START The records
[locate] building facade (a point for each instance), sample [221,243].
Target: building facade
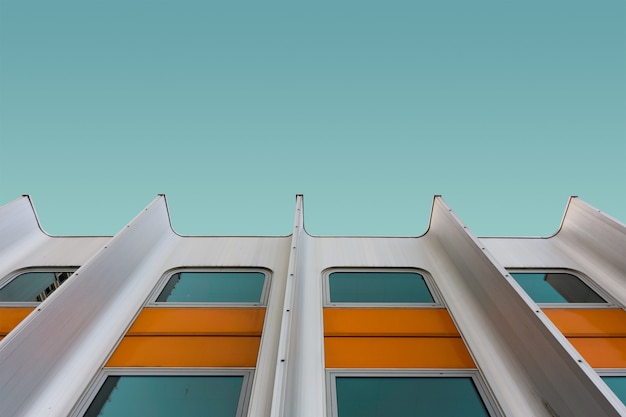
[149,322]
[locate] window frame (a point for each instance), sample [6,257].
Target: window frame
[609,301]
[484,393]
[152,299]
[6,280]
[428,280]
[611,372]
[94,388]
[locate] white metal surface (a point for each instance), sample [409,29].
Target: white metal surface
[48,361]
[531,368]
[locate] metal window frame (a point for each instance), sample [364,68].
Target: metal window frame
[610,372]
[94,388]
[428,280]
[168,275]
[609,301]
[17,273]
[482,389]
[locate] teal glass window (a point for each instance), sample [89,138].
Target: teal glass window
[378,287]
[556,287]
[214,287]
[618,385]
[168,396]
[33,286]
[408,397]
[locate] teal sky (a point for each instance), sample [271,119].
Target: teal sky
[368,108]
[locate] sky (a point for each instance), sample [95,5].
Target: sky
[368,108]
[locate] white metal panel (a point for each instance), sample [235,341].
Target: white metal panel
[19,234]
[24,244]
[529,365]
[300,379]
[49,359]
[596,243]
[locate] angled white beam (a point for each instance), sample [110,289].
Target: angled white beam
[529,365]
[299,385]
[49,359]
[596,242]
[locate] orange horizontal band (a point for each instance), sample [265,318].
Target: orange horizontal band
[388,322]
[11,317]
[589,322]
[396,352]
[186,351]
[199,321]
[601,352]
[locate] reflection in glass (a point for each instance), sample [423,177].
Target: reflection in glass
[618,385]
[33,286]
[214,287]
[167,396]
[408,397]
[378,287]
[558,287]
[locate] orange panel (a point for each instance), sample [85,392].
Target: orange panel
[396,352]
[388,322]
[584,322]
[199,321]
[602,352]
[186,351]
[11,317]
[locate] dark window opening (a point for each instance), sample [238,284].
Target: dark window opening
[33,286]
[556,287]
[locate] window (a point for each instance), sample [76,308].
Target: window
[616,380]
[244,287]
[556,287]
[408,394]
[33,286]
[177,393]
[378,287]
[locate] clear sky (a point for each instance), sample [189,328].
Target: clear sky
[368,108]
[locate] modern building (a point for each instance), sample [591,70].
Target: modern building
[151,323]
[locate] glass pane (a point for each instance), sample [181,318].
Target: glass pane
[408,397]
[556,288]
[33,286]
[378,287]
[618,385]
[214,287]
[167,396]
END The records
What the exercise asks: With the pictures removed, return each record above exactly as given.

Exercise solution:
[locate] building facade (a point for each instance), sample [221,243].
Target: building facade
[149,322]
[locate] window frame (a point for each instance), sample [6,257].
Target: window frame
[609,301]
[484,393]
[152,299]
[6,280]
[428,280]
[611,372]
[94,388]
[locate] white metal surface (a point for each instance), sample [409,29].
Target: white metal surface
[48,361]
[531,368]
[locate] metal window frame (a point for each instance), sample [364,68].
Target: metal window frame
[610,372]
[94,388]
[428,280]
[168,275]
[609,301]
[17,273]
[482,389]
[locate] teal glass window (a point for each instance), sample [89,138].
Target: teal glass window
[378,287]
[556,287]
[214,287]
[618,385]
[168,396]
[33,286]
[408,397]
[locate] teal sky (a point for each instance), sample [271,119].
Target: teal sky
[368,108]
[locate] sky (a point for each instance), sample [95,5].
Target: sky
[368,108]
[locate] white metal panel (a point for each instance), sample [235,341].
Target: white metal panel
[19,234]
[24,244]
[529,365]
[300,379]
[49,359]
[596,243]
[locate] angled white beam (a point for each instance), sample [110,289].
Target: angled white beam
[529,365]
[299,385]
[49,359]
[596,242]
[locate] orange horizontal band (a point for each instance), sample [265,318].
Target: orange horizontal band
[388,322]
[11,317]
[589,322]
[396,352]
[186,351]
[199,321]
[601,352]
[locate] reflection in glass (a point for each instance), sample [423,177].
Target: reflection in glass
[618,385]
[33,286]
[214,287]
[167,396]
[408,397]
[378,287]
[558,287]
[locate] orange panel (a point for each instance), sample [85,392].
Target: orange panel
[396,352]
[388,322]
[584,322]
[199,321]
[602,352]
[186,351]
[11,317]
[locate] dark window opening (a point for each instance), sample [238,284].
Target: dark window opening
[33,286]
[556,287]
[locate] window (a point for each instance), sample [76,308].
Target: window
[616,380]
[244,287]
[556,287]
[408,394]
[33,286]
[177,393]
[378,287]
[locate] clear sky (a point for each instance), sample [189,328].
Target: clear sky
[368,108]
[locate] modern building (a point for each instance), sample [591,70].
Target: modern building
[151,323]
[locate] glass pane (a point for each instance), sample [181,318].
Target: glass pane
[408,397]
[556,288]
[33,286]
[378,287]
[618,385]
[214,287]
[167,396]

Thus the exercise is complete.